Quote exactly and only this range of lines in the data below: the line that holds "compact shape [1020,432]." to the line that holds "compact shape [776,537].", both included.

## Data shown:
*** Block opens ***

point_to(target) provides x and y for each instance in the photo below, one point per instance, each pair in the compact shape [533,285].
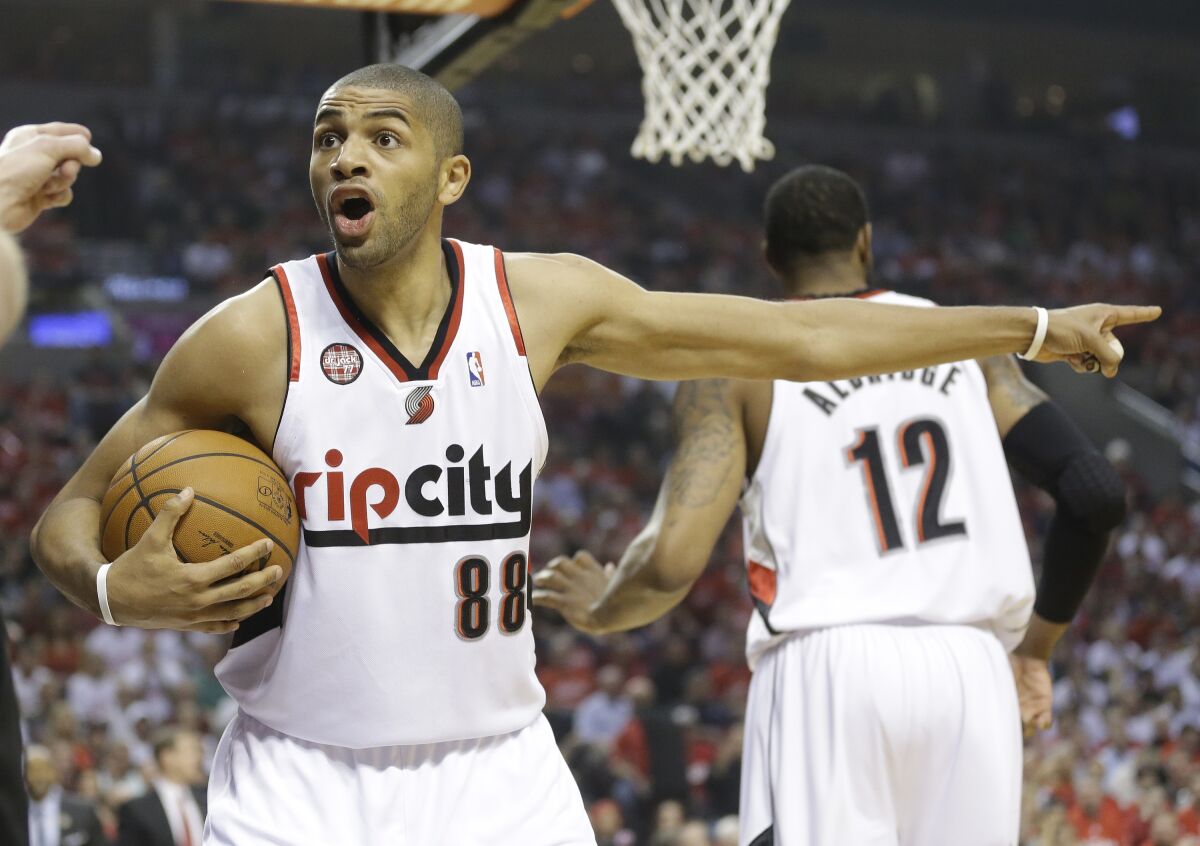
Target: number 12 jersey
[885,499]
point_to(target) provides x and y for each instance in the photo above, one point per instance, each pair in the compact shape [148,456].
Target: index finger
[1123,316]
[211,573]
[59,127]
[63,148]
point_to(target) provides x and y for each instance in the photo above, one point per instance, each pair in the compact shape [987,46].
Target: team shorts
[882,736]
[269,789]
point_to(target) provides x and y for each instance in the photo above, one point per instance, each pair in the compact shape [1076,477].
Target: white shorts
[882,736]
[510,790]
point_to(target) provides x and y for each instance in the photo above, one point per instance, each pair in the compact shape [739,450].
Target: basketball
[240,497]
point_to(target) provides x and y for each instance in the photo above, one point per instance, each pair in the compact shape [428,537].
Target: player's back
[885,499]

*** Block closes ***
*** Block opens ***

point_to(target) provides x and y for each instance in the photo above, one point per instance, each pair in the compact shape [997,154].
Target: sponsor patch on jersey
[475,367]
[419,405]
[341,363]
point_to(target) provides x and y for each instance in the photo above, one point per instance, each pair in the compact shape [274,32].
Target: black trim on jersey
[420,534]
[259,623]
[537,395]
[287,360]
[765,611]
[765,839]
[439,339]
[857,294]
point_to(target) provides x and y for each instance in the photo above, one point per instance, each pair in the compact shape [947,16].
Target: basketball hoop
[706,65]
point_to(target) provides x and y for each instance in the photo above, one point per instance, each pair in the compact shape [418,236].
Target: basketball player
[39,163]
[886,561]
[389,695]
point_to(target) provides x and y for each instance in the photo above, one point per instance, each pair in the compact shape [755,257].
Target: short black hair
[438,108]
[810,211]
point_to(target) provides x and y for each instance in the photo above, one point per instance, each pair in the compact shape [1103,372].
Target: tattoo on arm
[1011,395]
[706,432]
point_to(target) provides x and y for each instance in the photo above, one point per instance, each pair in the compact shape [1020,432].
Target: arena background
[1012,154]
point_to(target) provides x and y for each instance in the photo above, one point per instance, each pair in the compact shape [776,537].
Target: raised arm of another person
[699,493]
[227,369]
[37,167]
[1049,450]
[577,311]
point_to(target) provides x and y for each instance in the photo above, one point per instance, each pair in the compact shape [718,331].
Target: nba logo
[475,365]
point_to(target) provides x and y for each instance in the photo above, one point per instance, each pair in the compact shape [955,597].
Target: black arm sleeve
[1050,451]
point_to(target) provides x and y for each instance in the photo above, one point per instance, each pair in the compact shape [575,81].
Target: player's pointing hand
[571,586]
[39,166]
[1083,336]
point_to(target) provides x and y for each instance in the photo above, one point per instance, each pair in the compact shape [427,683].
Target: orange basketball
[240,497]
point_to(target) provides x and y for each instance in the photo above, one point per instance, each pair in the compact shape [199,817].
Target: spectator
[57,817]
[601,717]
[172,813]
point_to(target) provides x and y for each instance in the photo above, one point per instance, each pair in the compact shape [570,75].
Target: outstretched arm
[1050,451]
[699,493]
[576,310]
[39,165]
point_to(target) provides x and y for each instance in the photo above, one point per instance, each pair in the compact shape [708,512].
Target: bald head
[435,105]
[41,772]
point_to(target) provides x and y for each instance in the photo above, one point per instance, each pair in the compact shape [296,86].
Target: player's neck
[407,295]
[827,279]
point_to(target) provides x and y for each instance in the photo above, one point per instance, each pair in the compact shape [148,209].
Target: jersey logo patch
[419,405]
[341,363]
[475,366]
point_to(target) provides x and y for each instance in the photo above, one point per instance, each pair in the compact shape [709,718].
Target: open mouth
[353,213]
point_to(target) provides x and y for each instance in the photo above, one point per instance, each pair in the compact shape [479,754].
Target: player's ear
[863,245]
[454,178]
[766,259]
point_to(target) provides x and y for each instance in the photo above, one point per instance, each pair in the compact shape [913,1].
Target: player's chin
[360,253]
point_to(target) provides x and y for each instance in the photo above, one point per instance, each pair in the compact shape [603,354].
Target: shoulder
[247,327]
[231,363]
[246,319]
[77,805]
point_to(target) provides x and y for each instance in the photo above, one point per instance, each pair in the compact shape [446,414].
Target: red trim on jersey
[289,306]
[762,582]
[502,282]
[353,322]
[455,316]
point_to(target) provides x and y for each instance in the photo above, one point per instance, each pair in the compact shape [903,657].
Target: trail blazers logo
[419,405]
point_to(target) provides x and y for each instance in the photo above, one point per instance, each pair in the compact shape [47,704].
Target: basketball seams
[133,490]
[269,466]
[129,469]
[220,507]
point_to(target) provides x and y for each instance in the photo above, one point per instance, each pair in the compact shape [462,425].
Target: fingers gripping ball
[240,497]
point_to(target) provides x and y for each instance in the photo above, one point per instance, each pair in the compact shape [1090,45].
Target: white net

*** Block closes ***

## The answer:
point_to(target) provides x and y for each instance in the photo above, one point per instance, each pair in the compact shape [1020,432].
Target: arena background
[1012,154]
point_to(target) provides x and y for each instance in the photo above, one point per instance, each pair in the compact shape [776,537].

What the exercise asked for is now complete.